*Extrait retenu*
━━━━━━

Dans l’actuel cas français, le pouvoir sarkozyste n’a cessé de jouer avec le feu de la planète au lieu de chercher, sinon à l’éteindre, du moins à l’apaiser. Symbolisée par le discours présidentiel de Dakar dès 2007, son abyssale incompréhension de la diversité et de la complexité d’un monde global et interdépendant n’a cessé de se traduire par une diplomatie aussi imprévoyante qu’inconstante, prétentieuse qu’irresponsable, agressive qu’inconséquente. Rien pour s’attaquer aux causes de la violence et assécher le terreau du terrorisme, notamment dans un Sahel misérable dont le riche sous-sol est exploité par des entreprises françaises. Tout, en revanche, pour diaboliser l’islam en plaçant son extrémisme ultra-minoritaire au centre du débat public et des urgences politiques, comme l’illustre l’adoption, le 14 septembre, d’une loi interdisant le voile intégral dans l’espace public. Sans parler, évidemment, du maintien de l’engagement militaire français dans le bourbier afghan, du faible engagement politique sur le dossier israélo-palestinien et, en revanche, du fort engagement en forme de surenchère verbale sur le dossier iranien.

Mediapart l’a très tôt documenté, sonnant l’alarme à contre-courant, mais c’est aujourd’hui un constat largement partagé : rencontre d’institutions dangereuses, en raison de leur déséquilibre consubstantiel favorable au pouvoir personnel, et d’un personnage excessif, refusant toute limite à son désir de puissance, cette présidence est dangereuse. Comme l’avait montré le précédent des émeutes de 2005, quand Nicolas Sarkozy était ministre de l’intérieur, elle est capable d’appeler la violence pour s’en servir comme d’un levier. Pompier incendiaire, elle carbure à la prophétie auto-réalisatrice : favorisant les menaces qu’elle brandit, suscitant la violence qu’elle réprime, enflammant les haines qu’elle exploite. De ce constat découle une conclusion logique : il faut l’arrêter maintenant. L’empêcher, l’entraver, la bloquer. L’obliger à reculer, la contraindre à faiblir. Sinon rien n’est exclu, et certainement pas le pire...

L’opposition comme un corps sans tête

Si l’on joue ici les Cassandre, c’est par réalisme. L’opposition de gauche, notamment socialiste, croit qu’elle a le temps. Qu’il lui suffit d’attendre patiemment 2012 pendant que journalistes indépendants, magistrats courageux et syndicalistes déterminés font le travail à sa place. Car, après tout, le discrédit du pouvoir dans l’opinion n’est guère de son fait, tant elle n’est pas encore en ordre de marche, ni rassemblée sur un programme, ni unie autour d’un leader, ni toujours déterminée dans l’action immédiate. Pivot inévitable de cette opposition, le Parti socialiste croit que le temps est son allié, alors que c’est celui du pouvoir qui, loin de gouverner avec efficacité, est déjà entré en campagne, avec brutalité. Du coup, la gauche joue la montre, quand il parie sur l’urgence. Elle feuillette tranquillement le calendrier, alors qu’il ne cesse d’imposer son agenda. Elle se berce de fictions sondagières, tandis qu’il travaille le pays réel.

━━━━━━

*Jeu d'enregistrements*
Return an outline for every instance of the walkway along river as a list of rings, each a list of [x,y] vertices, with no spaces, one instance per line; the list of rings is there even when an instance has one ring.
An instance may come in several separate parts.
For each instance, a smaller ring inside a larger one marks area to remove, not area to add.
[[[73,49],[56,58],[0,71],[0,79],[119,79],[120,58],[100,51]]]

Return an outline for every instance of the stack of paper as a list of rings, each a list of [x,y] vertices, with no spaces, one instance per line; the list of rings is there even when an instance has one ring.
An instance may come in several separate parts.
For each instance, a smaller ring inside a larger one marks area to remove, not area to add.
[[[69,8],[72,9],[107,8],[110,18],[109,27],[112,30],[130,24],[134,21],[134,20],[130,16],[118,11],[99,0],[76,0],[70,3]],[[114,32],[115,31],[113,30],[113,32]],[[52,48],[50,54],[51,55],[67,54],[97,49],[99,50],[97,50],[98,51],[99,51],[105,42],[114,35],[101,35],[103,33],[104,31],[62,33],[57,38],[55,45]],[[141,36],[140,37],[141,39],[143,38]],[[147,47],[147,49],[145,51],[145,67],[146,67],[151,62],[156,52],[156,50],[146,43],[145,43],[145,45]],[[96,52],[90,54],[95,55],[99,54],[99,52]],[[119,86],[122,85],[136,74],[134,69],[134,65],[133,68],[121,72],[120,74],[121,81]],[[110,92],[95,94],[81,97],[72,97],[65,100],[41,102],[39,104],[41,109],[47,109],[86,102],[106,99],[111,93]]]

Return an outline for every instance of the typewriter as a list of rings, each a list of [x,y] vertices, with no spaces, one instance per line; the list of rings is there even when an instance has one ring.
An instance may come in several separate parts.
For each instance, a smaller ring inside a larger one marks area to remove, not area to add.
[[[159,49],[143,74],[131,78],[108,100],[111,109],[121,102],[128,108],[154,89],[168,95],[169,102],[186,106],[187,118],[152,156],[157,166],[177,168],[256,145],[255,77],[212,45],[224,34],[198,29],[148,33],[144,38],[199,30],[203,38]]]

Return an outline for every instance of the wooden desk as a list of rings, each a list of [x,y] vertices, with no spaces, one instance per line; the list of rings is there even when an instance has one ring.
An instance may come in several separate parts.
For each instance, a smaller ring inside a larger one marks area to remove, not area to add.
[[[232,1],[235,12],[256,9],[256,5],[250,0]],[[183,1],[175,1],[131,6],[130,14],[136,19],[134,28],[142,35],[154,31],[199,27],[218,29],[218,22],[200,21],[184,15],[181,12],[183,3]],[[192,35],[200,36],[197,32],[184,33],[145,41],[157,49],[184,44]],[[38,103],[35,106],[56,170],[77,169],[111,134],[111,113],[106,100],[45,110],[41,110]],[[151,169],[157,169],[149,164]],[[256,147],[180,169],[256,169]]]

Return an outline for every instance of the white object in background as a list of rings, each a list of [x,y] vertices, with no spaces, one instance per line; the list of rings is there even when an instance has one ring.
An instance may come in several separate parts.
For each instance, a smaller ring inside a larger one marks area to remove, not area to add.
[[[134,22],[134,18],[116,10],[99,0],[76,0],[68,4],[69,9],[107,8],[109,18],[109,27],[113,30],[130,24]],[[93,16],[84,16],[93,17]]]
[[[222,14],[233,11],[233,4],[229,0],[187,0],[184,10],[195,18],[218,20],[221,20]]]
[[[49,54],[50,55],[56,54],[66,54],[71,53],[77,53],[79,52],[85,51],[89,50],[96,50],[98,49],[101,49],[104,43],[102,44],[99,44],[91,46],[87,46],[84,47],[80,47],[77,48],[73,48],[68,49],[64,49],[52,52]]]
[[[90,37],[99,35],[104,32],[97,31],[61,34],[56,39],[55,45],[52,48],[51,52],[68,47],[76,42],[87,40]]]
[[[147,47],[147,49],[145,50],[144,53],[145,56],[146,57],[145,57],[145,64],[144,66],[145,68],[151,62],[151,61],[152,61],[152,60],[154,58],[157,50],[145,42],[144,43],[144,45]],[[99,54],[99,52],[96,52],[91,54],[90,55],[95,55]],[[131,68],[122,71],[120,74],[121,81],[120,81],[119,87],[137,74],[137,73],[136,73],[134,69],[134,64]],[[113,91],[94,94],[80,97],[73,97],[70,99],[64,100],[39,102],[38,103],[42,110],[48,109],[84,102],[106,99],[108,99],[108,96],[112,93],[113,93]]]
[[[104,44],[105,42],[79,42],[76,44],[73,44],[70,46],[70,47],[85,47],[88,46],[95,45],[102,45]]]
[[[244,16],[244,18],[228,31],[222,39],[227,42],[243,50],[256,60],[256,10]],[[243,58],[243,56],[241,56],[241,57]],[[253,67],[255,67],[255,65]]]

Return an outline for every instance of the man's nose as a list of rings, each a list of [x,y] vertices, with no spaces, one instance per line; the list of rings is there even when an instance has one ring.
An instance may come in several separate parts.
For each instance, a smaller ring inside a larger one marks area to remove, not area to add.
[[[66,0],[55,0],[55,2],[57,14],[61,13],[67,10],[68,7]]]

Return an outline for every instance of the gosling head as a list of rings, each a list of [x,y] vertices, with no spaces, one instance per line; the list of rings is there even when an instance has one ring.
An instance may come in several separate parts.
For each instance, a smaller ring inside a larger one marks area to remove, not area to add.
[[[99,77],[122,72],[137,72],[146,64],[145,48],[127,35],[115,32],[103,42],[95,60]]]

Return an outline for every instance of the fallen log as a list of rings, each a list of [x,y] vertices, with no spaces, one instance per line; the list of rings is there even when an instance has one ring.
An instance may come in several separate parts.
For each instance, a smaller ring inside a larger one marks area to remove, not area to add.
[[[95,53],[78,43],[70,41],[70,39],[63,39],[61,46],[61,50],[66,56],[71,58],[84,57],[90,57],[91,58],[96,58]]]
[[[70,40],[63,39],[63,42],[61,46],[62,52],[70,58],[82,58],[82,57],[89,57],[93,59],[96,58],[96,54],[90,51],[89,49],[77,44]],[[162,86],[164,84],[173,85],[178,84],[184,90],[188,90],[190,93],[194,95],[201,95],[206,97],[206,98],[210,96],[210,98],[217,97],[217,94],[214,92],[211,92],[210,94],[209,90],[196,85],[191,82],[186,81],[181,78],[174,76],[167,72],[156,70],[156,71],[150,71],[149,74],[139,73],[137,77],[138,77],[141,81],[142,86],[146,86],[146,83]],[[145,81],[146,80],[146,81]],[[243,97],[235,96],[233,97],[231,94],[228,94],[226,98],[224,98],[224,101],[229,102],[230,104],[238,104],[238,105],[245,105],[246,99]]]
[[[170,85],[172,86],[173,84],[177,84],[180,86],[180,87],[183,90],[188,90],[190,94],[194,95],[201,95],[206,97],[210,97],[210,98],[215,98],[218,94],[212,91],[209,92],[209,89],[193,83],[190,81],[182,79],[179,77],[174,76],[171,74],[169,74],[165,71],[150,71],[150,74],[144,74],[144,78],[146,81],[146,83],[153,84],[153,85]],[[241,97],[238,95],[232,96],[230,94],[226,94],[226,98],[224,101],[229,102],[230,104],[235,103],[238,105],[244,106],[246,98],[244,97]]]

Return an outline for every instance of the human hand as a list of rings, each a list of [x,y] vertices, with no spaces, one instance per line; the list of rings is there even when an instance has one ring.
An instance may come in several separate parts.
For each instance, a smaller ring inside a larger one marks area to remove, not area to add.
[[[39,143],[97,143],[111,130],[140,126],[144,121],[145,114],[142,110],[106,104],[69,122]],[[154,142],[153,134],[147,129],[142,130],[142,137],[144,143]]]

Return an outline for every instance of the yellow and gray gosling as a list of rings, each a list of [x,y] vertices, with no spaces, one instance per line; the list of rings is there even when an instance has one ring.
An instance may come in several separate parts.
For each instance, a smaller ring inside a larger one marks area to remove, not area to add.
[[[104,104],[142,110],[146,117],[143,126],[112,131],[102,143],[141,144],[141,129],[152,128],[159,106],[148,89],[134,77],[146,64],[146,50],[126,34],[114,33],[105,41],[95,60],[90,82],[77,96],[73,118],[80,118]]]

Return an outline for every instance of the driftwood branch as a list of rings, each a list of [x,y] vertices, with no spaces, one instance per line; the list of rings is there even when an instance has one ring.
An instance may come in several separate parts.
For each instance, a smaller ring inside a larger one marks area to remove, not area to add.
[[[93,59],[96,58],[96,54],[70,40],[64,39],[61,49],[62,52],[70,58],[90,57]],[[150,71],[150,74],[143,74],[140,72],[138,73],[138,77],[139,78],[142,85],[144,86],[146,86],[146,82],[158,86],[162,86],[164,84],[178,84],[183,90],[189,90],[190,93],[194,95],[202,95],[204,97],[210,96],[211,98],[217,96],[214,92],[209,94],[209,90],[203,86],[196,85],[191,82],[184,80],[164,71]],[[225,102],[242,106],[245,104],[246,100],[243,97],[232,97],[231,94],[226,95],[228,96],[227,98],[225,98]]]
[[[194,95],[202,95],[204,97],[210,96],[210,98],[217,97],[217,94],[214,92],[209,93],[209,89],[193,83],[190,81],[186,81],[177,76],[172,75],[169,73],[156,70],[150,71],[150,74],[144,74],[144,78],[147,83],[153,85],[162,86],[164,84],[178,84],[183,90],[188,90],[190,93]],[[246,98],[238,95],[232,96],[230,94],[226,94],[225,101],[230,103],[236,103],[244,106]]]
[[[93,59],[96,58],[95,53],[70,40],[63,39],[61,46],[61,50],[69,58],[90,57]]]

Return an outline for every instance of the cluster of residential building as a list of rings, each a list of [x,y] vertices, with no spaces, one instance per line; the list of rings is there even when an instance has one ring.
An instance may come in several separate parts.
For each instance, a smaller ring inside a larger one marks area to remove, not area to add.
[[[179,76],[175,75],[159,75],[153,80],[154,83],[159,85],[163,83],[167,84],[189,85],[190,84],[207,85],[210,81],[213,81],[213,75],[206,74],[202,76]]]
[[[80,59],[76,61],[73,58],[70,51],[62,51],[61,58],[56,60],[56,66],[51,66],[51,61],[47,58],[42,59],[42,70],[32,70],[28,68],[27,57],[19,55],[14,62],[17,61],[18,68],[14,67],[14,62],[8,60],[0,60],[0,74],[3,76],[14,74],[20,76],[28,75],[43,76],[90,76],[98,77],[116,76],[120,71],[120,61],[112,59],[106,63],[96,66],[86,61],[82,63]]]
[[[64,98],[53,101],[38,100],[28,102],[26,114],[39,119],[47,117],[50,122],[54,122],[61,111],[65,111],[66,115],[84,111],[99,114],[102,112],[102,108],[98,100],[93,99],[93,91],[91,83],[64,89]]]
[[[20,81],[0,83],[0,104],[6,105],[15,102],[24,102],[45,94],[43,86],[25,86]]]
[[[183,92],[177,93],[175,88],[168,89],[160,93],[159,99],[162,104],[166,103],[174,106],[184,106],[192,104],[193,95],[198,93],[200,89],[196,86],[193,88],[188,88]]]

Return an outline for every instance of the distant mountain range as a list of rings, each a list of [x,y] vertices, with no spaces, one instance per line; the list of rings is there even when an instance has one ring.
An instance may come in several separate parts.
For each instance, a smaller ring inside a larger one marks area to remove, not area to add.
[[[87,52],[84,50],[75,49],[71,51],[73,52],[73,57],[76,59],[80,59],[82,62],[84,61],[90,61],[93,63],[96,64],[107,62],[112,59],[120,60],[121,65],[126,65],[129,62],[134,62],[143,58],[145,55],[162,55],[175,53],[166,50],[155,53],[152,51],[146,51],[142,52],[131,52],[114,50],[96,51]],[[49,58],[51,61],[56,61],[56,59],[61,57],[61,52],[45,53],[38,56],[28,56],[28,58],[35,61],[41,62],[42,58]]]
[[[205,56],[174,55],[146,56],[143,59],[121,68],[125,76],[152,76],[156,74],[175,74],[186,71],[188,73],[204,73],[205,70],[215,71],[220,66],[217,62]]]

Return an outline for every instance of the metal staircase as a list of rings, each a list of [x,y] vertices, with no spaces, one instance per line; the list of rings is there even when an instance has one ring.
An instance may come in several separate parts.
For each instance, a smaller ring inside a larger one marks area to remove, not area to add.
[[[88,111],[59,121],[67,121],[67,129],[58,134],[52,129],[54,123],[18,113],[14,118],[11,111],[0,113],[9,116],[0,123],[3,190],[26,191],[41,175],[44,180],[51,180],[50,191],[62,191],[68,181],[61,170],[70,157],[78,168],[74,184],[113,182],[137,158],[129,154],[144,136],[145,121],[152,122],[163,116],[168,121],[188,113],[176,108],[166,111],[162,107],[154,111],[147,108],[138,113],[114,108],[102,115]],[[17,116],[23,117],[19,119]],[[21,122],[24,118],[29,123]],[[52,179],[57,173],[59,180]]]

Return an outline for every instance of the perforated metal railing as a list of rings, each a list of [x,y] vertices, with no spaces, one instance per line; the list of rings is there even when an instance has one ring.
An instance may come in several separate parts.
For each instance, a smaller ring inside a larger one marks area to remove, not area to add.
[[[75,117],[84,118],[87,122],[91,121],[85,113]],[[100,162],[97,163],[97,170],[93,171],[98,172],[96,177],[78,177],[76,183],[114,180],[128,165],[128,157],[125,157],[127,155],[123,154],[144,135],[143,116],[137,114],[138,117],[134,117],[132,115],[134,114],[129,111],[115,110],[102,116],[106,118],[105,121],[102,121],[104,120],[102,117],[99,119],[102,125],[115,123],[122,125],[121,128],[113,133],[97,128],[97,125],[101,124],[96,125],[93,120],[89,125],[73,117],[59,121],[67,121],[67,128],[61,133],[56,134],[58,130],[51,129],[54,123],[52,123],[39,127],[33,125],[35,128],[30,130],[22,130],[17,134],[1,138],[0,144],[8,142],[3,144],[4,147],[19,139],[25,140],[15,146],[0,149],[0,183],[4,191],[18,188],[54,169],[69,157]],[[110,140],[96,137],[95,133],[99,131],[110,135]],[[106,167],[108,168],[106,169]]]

━━━━━━

*Tâches à réaliser*
a - Dans le texte sur la présidence Sarkozy, reformulez sous forme de liste le paragraphe qui commence par « Si l’on joue ici les Cassandre », en conservant ses faits principaux.
b - Prolongez le texte sur la présidence Sarkozy à partir de sa dernière phrase.

*Réponses par tâche*
a -
- L'auteur dit jouer les Cassandre par réalisme.
- L'opposition de gauche, notamment socialiste, croit avoir le temps. Elle attend 2012 pendant que journalistes indépendants, magistrats courageux et syndicalistes déterminés font le travail à sa place.
- Le discrédit du pouvoir dans l'opinion n'est guère de son fait. Elle n'a ni programme commun, ni leader, ni détermination constante dans l'action immédiate.
- Le Parti socialiste, pivot de l'opposition, croit le temps de son côté. Or le pouvoir, loin de gouverner avec efficacité, est déjà entré en campagne avec brutalité.
- La gauche joue la montre, feuillette le calendrier et se berce de sondages. Le pouvoir parie sur l'urgence, impose son agenda et travaille le pays réel.

b -
Car, pendant que la gauche de gouvernement prend son temps, tout son temps, supputant les désirs présidentiels des uns et des autres, s’enfermant dans les délais tardifs des primaires socialistes, pariant sur la victoire en 2012 comme s’il s’agissait d’un placement boursier, le pire s’installe, mine la société, ruine ses solidarités, la divise et la démoralise. En profondeur, le pays le sait et le sent. Dans la diversité de ses sensibilités politiques et de ses conditions sociales, le peuple comprend l’inédit et la gravité de la situation. S’il en fallait un seul exemple, le sursaut chrétien du mois d’août l’a fourni : « De quel prix faisons-nous payer nos sécurités ? », ont demandé évêques et pasteurs qui voyaient bien qu’une frontière symbolique, inscrite depuis 1945, tombait sous nos yeux, entre le soupçon jeté par le président lui-même à Grenoble sur les Français « d’origine étrangère » et la stigmatisation officialisée par des circulaires administratives (« en priorité les Roms ») d’une collectivité humaine, de personnes, enfants et adultes mêlés, à raison de leur seule origine, de leur seule naissance.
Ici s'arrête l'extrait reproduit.